──────── Working data

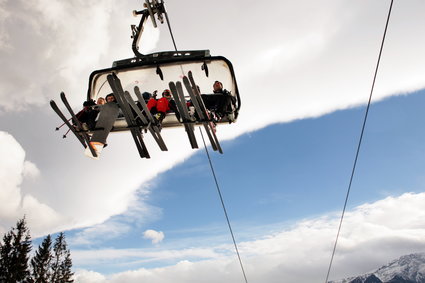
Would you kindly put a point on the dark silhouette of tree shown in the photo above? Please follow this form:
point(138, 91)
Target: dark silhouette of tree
point(50, 264)
point(5, 257)
point(62, 263)
point(41, 262)
point(15, 254)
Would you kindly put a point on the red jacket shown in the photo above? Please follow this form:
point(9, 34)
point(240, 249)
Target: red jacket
point(151, 103)
point(163, 105)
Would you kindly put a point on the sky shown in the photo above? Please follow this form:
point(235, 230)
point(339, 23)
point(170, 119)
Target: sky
point(304, 71)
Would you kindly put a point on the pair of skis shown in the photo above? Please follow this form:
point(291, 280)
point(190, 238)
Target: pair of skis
point(127, 104)
point(78, 130)
point(198, 103)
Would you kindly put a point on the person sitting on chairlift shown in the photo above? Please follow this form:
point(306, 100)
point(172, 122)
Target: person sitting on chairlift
point(165, 105)
point(220, 102)
point(107, 116)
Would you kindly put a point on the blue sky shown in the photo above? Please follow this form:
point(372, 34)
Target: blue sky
point(274, 177)
point(304, 73)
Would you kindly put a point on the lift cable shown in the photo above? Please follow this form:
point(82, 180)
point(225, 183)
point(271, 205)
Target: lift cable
point(360, 140)
point(214, 175)
point(224, 207)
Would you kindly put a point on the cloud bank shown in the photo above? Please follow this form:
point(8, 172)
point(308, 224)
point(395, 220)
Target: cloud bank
point(372, 235)
point(296, 62)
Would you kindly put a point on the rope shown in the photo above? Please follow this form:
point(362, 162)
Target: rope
point(360, 141)
point(213, 172)
point(224, 207)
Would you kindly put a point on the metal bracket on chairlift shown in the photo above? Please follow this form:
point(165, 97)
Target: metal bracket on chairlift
point(152, 7)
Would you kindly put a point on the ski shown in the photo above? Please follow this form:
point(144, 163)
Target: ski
point(202, 112)
point(203, 108)
point(116, 87)
point(181, 105)
point(65, 120)
point(156, 135)
point(142, 102)
point(77, 122)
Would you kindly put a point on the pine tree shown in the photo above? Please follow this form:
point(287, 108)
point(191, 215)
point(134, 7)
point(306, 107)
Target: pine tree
point(6, 257)
point(62, 263)
point(15, 254)
point(41, 262)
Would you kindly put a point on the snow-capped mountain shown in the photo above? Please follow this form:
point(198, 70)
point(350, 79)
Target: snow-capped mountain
point(406, 269)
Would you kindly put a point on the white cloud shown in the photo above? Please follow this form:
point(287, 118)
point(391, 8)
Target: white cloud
point(299, 254)
point(155, 236)
point(13, 169)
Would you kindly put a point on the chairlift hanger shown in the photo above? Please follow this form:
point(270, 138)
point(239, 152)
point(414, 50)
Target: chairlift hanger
point(175, 70)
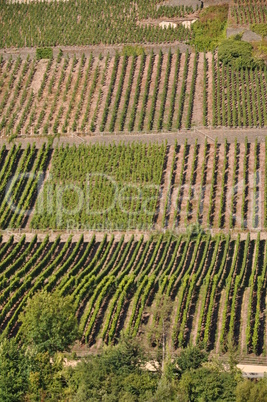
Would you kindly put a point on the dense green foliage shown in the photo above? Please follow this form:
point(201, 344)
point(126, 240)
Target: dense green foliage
point(244, 13)
point(209, 30)
point(260, 29)
point(79, 23)
point(48, 323)
point(237, 54)
point(118, 374)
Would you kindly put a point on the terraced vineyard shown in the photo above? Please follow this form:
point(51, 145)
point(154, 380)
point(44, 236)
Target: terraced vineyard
point(135, 186)
point(74, 23)
point(217, 286)
point(155, 92)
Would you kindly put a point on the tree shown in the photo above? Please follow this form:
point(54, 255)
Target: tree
point(237, 54)
point(250, 391)
point(49, 323)
point(191, 358)
point(207, 384)
point(13, 372)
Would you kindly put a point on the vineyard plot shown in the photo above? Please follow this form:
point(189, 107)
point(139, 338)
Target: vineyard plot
point(67, 23)
point(217, 186)
point(22, 173)
point(101, 187)
point(153, 92)
point(135, 186)
point(115, 284)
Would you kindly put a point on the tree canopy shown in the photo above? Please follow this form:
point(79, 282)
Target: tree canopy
point(49, 323)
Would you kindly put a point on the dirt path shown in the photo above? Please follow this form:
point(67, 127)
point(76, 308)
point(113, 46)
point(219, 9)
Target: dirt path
point(209, 88)
point(220, 320)
point(197, 115)
point(243, 326)
point(165, 187)
point(95, 50)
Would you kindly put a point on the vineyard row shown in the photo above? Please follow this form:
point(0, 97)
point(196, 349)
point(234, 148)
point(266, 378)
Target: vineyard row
point(163, 92)
point(216, 287)
point(135, 186)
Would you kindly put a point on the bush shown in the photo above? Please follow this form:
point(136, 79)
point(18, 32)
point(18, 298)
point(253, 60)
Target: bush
point(237, 54)
point(209, 31)
point(44, 53)
point(260, 29)
point(132, 51)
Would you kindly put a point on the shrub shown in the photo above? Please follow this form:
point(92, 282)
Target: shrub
point(260, 29)
point(237, 54)
point(44, 53)
point(209, 30)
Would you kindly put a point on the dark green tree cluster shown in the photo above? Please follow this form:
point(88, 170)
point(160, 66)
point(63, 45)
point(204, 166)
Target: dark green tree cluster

────────────────

Recast the lines from the start of the rows through the line containing "point(304, 71)" as a Markdown table with the columns No. and Line, numbering each line in order and leaving out blank lines and pictures.

Answer:
| No. | Line |
|---|---|
| 1 | Would you kindly put a point on the dark silhouette of tree shown in the photo above? Please follow this form: |
| 2 | point(138, 91) |
| 3 | Target: dark silhouette of tree |
| 4 | point(50, 264) |
| 5 | point(5, 257) |
| 6 | point(62, 263) |
| 7 | point(41, 262) |
| 8 | point(15, 254) |
| 9 | Would you kindly put a point on the red jacket shown in the photo above? Please follow this form: |
| 10 | point(9, 34) |
| 11 | point(240, 249) |
| 12 | Target: red jacket |
| 13 | point(151, 103) |
| 14 | point(163, 105) |
| 15 | Would you kindly put a point on the sky shown in the photo above? Please follow this form: |
| 16 | point(235, 230) |
| 17 | point(339, 23) |
| 18 | point(170, 119) |
| 19 | Target: sky |
| 20 | point(304, 71) |